Transforming Data into Something Usable

Once data is clean, it often needs reshaping before it can be analysed. Transformation in Excel covers formatting for readability, converting data types, and restructuring how records are organised.

Formatting for Readability

Column widths that cut off values, missing headers, inconsistent number formats — these are not cosmetic issues. They slow down work and cause misreadings. Bolding header rows, applying consistent number formatting, and using freeze panes to keep headers visible while scrolling are small habits that save time across large datasets.

Data Type Conversion

Numbers stored as text are a persistent problem in exported data. They look correct, but will not respond to SUM or AVERAGE. The VALUE function converts them. Similarly, dates stored as text need conversion before date functions will work correctly.

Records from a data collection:
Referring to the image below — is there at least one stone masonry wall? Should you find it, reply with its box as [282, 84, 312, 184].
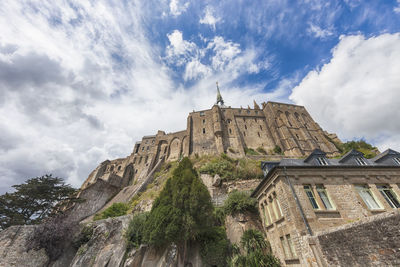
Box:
[316, 210, 400, 266]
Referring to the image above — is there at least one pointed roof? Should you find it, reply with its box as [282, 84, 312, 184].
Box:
[216, 82, 224, 106]
[339, 149, 364, 163]
[372, 148, 400, 162]
[304, 148, 326, 162]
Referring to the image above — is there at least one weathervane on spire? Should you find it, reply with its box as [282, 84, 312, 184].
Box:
[216, 82, 224, 106]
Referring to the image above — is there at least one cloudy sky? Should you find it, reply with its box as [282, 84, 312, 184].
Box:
[0, 0, 400, 193]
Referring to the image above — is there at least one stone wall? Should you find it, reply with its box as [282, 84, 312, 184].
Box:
[315, 210, 400, 266]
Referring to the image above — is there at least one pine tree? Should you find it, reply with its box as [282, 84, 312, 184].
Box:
[145, 157, 213, 263]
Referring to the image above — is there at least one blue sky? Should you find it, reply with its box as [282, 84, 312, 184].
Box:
[0, 0, 400, 193]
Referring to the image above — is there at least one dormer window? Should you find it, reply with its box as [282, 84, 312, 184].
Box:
[317, 157, 328, 166]
[355, 157, 367, 166]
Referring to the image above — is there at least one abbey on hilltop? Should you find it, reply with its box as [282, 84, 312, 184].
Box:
[83, 83, 340, 187]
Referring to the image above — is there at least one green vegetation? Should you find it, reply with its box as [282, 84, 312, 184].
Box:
[273, 145, 283, 155]
[127, 161, 178, 213]
[195, 154, 263, 181]
[125, 212, 149, 250]
[244, 147, 259, 155]
[222, 190, 258, 218]
[0, 174, 78, 230]
[228, 229, 280, 267]
[335, 140, 378, 159]
[93, 202, 129, 221]
[125, 159, 279, 266]
[198, 226, 230, 266]
[257, 147, 267, 155]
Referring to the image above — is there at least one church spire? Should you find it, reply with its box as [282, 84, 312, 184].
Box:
[216, 82, 224, 106]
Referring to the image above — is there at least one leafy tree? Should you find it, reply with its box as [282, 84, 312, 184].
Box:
[0, 174, 76, 229]
[145, 157, 214, 263]
[228, 229, 280, 267]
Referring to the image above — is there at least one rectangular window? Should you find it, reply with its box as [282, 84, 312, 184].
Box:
[356, 157, 367, 166]
[261, 204, 271, 226]
[317, 185, 335, 210]
[280, 239, 290, 259]
[304, 185, 319, 209]
[317, 157, 328, 166]
[355, 185, 381, 210]
[286, 235, 297, 258]
[376, 185, 400, 209]
[267, 205, 276, 222]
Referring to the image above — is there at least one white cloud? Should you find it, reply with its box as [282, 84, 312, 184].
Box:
[169, 0, 189, 17]
[166, 30, 199, 66]
[200, 6, 221, 31]
[393, 0, 400, 14]
[290, 33, 400, 151]
[183, 59, 212, 81]
[307, 23, 333, 39]
[207, 36, 241, 70]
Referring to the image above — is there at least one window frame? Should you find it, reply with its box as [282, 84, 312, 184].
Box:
[354, 184, 383, 210]
[376, 184, 400, 209]
[303, 184, 320, 210]
[315, 184, 336, 210]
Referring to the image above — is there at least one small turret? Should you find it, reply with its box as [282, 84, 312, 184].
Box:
[217, 82, 224, 107]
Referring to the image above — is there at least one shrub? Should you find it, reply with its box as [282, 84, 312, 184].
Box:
[244, 147, 258, 155]
[199, 154, 263, 181]
[223, 190, 258, 215]
[125, 212, 148, 250]
[228, 229, 280, 267]
[72, 225, 94, 249]
[257, 147, 267, 155]
[26, 215, 78, 262]
[274, 145, 282, 155]
[198, 226, 230, 266]
[94, 202, 128, 221]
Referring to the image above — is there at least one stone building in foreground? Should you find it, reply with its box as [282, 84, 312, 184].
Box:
[83, 87, 340, 191]
[252, 149, 400, 266]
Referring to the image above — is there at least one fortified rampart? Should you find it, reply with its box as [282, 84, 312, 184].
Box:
[82, 102, 340, 191]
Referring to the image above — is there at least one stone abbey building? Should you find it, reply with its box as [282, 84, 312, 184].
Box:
[83, 85, 340, 187]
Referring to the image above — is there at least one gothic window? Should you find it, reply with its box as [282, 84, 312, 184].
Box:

WHAT YOU WILL DO »
1. Decide whether each statement agrees with the text on transforming data, and support each yes or no with the text's deciding words, quoted exactly: (a) Numbers stored as text still respond to SUM. (b) The VALUE function converts numbers stored as text. (c) Freeze panes keep headers visible while scrolling.
2. Reproduce the passage of the text on transforming data from "Column widths that" to "across large datasets.", renaming "headers" as "column labels" throughout.
The listing plays no part in the work here.

EXERCISE RESULTS »
1.
(a) No: "They look correct, but will not respond to SUM or AVERAGE."
(b) Yes: "The VALUE function converts them."
(c) Yes: "using freeze panes to keep headers visible while scrolling"

2.
Column widths that cut off values, missing column labels, inconsistent number formats — these are not cosmetic issues. They slow down work and cause misreadings. Bolding header rows, applying consistent number formatting, and using freeze panes to keep column labels visible while scrolling are small habits that save time across large datasets.